Retrieve each line that contains the word "sausage" from the entries below.

'''

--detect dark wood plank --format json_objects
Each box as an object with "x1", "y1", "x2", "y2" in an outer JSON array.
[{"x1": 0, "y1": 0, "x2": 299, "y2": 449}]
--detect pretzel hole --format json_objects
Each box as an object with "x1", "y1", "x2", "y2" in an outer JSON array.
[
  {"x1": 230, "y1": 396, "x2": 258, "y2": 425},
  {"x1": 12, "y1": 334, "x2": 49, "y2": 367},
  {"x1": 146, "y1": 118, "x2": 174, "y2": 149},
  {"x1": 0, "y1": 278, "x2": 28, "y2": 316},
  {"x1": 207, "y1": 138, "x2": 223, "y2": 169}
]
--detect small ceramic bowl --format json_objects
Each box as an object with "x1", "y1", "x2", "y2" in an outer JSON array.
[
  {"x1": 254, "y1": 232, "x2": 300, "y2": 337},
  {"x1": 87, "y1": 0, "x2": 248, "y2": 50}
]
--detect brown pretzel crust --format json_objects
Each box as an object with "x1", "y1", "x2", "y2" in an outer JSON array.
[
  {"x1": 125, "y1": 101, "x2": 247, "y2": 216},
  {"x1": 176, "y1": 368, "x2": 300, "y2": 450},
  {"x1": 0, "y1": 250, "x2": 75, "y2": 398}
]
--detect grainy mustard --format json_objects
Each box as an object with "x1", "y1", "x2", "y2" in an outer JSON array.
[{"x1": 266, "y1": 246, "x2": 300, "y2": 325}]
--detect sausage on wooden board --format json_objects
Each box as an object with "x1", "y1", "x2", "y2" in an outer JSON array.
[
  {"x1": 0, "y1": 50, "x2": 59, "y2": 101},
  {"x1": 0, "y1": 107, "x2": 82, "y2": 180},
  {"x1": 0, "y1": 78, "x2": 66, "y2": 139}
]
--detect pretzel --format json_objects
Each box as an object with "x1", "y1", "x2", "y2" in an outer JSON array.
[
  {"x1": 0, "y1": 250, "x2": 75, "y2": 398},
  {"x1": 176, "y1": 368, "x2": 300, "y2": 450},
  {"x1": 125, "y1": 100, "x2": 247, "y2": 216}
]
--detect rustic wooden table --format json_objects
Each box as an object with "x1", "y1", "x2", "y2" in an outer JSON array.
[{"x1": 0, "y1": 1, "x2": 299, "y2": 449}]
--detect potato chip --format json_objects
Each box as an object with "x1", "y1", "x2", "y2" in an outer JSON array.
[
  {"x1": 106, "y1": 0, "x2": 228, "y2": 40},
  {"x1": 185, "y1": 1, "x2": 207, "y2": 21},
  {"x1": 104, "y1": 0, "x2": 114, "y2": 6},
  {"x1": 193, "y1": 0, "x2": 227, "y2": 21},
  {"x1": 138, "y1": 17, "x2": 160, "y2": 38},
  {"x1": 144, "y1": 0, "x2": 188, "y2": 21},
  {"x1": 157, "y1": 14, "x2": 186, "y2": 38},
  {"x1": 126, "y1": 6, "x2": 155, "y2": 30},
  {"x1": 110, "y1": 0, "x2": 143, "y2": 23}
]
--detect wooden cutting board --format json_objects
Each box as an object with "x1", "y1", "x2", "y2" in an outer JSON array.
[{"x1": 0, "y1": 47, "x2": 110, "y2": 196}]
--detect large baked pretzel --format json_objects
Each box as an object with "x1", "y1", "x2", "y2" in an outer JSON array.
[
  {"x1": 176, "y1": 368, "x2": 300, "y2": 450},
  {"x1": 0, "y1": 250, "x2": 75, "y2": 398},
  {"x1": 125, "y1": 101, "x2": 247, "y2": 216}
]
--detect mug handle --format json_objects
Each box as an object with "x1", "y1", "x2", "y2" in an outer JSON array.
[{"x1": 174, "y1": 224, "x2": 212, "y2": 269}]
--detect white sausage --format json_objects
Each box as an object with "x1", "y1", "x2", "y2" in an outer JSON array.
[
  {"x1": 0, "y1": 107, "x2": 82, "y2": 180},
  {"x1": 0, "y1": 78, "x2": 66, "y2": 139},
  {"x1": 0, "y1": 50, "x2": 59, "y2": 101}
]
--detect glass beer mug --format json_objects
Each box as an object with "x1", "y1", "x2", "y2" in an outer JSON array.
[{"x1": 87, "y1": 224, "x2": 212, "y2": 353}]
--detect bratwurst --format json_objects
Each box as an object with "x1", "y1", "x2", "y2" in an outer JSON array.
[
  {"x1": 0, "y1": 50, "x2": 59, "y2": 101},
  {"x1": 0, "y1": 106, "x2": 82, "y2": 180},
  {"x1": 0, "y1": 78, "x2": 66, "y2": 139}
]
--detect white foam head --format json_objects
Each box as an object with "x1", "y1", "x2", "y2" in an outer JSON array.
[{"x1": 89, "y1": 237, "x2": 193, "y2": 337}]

'''

▶ Problem solution
--detect sausage on wooden board --format json_objects
--detect white sausage --format json_objects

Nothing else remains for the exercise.